SET EXERCISE 1:
Answer these questions from the press release:
(a) What date does it give?
(b) How many signatories has the open letter to President Roth garnered?
(c) Which bill has the New York State Senate already passed?

ARTICLE:
- - -

By : Jadaliyya Reports

[The following press release and open letter were originally published by a group of alumni of Wesleyan University.]

For Immediate Release 

Friday, Jan. 31, 2014 

Contact: thisiswhywespeakup@gmail.com

Wesleyan University’s Alumni Protest Roth’s Statement Against the American Studies Association

As the semester at Wesleyan University begins, the Alumni of “Diversity University” are taking action in opposition to President Michael Roth, for his recent OpEd in the LA Times, which condemned the American Studies Association (ASA) resolution to support the international Boycott Divestment Sanctions (BDS) movement. President Roth’s statement, misrepresents the boycott and its mission in “an ill-informed, grossly contorted polemic” according to noted scholar Robin D.G. Kelley (Wesleyan Parent ‘12). 

An Open Letter to President Roth written by Wesleyan Alumni has garnered over 140 signatories from around the world, in academia and beyond, ranging in graduating years of 1989 - 2013.  Wesleyan Alumnus Tavia Nyong’o ‘95, professor at New York University and an ASA member said, “I am concerned about the chilling effect on academic freedom that President Michael Roth`s denunciation of the ASA vote could have. In New York State, where I teach, the State Senate has already passed S.6438, an anti-boycott bill that clearly infringes on freedom of speech and would face constitutional challenges should it become law. Boycotts are protected speech and are part of the American political tradition, from the Montgomery bus boycott to the struggle against apartheid in South Africa."

- - -

INPUT ROWS:
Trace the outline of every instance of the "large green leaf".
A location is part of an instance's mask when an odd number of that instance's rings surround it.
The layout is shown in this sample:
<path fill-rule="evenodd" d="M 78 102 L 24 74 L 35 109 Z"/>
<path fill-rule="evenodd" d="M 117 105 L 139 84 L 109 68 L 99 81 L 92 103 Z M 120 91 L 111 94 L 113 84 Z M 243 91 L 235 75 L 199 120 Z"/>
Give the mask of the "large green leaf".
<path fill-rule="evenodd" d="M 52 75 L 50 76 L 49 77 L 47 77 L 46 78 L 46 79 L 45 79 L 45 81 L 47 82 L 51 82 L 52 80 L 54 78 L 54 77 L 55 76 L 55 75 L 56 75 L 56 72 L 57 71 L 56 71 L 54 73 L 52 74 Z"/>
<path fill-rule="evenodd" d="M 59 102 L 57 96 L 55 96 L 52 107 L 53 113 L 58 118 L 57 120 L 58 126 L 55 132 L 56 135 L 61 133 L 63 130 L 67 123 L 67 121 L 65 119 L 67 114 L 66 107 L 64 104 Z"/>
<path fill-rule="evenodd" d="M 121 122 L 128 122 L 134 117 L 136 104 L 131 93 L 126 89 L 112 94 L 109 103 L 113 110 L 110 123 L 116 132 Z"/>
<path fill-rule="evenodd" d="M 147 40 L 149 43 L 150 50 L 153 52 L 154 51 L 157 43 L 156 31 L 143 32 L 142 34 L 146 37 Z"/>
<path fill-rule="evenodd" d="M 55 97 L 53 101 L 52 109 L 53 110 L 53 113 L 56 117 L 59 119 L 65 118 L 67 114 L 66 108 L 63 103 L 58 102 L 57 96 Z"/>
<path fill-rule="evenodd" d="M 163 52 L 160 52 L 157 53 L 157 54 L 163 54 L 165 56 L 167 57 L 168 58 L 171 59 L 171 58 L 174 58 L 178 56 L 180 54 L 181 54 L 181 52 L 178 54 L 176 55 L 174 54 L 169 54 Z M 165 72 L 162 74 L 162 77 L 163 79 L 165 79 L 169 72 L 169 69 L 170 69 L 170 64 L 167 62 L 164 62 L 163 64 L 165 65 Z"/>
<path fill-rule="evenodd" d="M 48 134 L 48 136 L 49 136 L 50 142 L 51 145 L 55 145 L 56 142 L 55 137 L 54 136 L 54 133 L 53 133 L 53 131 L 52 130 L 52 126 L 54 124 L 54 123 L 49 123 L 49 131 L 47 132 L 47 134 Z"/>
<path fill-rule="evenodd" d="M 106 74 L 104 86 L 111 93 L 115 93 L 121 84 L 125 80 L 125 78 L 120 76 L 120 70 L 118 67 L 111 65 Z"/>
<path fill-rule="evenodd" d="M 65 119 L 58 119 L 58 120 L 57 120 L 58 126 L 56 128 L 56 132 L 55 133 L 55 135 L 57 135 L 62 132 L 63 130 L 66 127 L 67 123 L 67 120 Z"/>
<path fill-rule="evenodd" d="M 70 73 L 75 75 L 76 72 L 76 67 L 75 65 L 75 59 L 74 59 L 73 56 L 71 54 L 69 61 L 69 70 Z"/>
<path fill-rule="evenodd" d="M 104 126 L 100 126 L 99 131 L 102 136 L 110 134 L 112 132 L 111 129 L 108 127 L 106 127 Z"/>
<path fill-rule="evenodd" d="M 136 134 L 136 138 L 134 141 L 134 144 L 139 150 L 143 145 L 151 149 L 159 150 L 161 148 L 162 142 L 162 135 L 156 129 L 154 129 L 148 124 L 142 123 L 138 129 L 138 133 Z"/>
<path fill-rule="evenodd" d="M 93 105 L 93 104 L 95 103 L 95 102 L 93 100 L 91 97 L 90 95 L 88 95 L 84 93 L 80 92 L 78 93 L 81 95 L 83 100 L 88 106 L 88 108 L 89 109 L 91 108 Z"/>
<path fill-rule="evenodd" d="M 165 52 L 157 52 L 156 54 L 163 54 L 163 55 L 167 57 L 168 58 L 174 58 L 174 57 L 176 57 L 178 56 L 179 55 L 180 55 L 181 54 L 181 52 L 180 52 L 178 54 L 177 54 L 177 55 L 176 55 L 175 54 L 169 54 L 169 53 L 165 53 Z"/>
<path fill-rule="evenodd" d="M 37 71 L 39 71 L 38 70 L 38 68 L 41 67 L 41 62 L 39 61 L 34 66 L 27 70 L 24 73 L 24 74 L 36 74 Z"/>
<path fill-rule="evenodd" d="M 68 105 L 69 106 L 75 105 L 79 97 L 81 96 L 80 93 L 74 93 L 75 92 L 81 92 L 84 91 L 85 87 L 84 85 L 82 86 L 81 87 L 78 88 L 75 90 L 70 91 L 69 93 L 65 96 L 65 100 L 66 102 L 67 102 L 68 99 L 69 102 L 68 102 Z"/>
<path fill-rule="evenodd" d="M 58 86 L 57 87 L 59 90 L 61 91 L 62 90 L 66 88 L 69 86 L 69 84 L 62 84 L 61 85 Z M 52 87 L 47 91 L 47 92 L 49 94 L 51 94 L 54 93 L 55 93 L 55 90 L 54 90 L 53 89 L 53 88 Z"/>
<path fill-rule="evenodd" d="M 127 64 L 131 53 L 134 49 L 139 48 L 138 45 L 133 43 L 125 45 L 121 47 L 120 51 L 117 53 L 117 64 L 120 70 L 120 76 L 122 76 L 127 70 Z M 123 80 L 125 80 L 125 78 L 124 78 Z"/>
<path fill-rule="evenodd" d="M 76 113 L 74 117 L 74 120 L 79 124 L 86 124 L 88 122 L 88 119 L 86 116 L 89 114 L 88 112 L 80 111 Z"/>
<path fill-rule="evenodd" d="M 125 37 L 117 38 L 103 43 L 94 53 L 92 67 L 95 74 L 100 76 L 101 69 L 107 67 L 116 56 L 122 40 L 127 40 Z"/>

- - -

SET EXERCISE 2: Format the listing, starting at its first line and ending at the line that contains "59 102 L 57", as a JSON list of strings with one string per line and blank lines left out.

TASK OUTPUT 1:
(a) Friday, Jan. 31, 2014
(b) Over 140
(c) S.6438

TASK OUTPUT 2:
[
  "Trace the outline of every instance of the \"large green leaf\".",
  "A location is part of an instance's mask when an odd number of that instance's rings surround it.",
  "The layout is shown in this sample:",
  "<path fill-rule=\"evenodd\" d=\"M 78 102 L 24 74 L 35 109 Z\"/>",
  "<path fill-rule=\"evenodd\" d=\"M 117 105 L 139 84 L 109 68 L 99 81 L 92 103 Z M 120 91 L 111 94 L 113 84 Z M 243 91 L 235 75 L 199 120 Z\"/>",
  "Give the mask of the \"large green leaf\".",
  "<path fill-rule=\"evenodd\" d=\"M 52 75 L 50 76 L 49 77 L 47 77 L 46 78 L 46 79 L 45 79 L 45 81 L 47 82 L 51 82 L 52 80 L 54 78 L 54 77 L 55 76 L 55 75 L 56 75 L 56 72 L 57 71 L 56 71 L 54 73 L 52 74 Z\"/>",
  "<path fill-rule=\"evenodd\" d=\"M 59 102 L 57 96 L 55 96 L 52 107 L 53 113 L 58 118 L 57 120 L 58 126 L 55 132 L 56 135 L 61 133 L 63 130 L 67 123 L 67 121 L 65 119 L 67 114 L 66 107 L 64 104 Z\"/>"
]